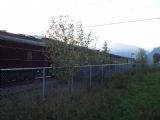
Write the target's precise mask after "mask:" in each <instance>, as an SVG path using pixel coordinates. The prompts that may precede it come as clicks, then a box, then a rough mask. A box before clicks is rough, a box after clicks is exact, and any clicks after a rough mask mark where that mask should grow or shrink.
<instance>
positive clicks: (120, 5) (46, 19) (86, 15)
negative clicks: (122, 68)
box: [0, 0, 160, 48]
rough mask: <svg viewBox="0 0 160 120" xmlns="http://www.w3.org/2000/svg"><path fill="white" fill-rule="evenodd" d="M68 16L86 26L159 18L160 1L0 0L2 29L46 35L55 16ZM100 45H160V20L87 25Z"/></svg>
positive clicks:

*TASK*
Please set the records down again exactly as written. The pictures should not be included.

*ANSWER SECTION*
Write the target's precise mask after "mask:" in each <instance>, as an SVG path using pixel coordinates. The prompts that may precede it come as clicks, then a box, then a rough mask. A box before clicks is rough, a box after clicks is exact, and any clicks after a rough mask mark where that mask should grow or shrink.
<instance>
positive clicks: (120, 5) (46, 19) (86, 15)
negative clicks: (122, 68)
box: [0, 0, 160, 48]
rough mask: <svg viewBox="0 0 160 120" xmlns="http://www.w3.org/2000/svg"><path fill="white" fill-rule="evenodd" d="M68 16L86 26L159 18L160 1L0 0L2 29L46 35L55 16ZM100 45H160V20L87 25Z"/></svg>
positive clicks:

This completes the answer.